Task goal:
Leaving nothing out, set down all the data exactly.

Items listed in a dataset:
- Opening Delimiter -

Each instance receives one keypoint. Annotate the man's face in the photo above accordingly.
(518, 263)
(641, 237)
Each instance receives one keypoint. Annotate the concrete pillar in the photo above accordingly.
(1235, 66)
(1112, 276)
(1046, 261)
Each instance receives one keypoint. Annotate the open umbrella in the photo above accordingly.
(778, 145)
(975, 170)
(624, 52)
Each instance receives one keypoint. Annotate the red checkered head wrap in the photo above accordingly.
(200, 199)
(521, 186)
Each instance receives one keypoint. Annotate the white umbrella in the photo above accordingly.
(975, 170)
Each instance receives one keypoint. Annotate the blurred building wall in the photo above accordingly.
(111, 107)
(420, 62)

- Closing Delimiter -

Exercise output:
Each instance receives one keypoint. Annotate the man's face in the photo above accordingly.
(518, 263)
(641, 237)
Each instance receives one keypoint. Annotate the concrete pillar in the photo above accordingly.
(1235, 66)
(1112, 276)
(1046, 261)
Each instance receives one keypoint. Annotate the open umbrella in the photo above accordingly.
(778, 145)
(975, 170)
(624, 52)
Each instance receives one keypoint. Annotate the red checkered head wrap in the photo above accordingly.
(200, 199)
(521, 186)
Each instance receives one keypoint. Annotate the white umbrella in the photo above accordingly.
(975, 170)
Each instance receives one keypoint. Annotate the blurred building wall in the photo above accordingly.
(111, 107)
(420, 62)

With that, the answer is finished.